The problem >>
Please pick out every line in the records below that contains the word "mountain", and copy each of those lines.

(Collection entries)

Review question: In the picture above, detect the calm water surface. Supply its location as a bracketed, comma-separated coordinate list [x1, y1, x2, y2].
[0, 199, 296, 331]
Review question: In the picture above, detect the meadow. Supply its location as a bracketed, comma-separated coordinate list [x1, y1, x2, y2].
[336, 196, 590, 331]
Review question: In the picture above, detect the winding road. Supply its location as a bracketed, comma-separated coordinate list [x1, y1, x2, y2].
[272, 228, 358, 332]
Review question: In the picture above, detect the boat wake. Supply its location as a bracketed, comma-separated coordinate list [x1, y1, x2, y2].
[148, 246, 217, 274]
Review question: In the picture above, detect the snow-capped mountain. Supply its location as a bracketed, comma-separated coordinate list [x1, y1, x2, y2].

Full response >>
Review question: In the picture above, detect the snow-capped mountain. Supply its location as a bracketed, comma-separated coordinate list [x1, y1, x2, y2].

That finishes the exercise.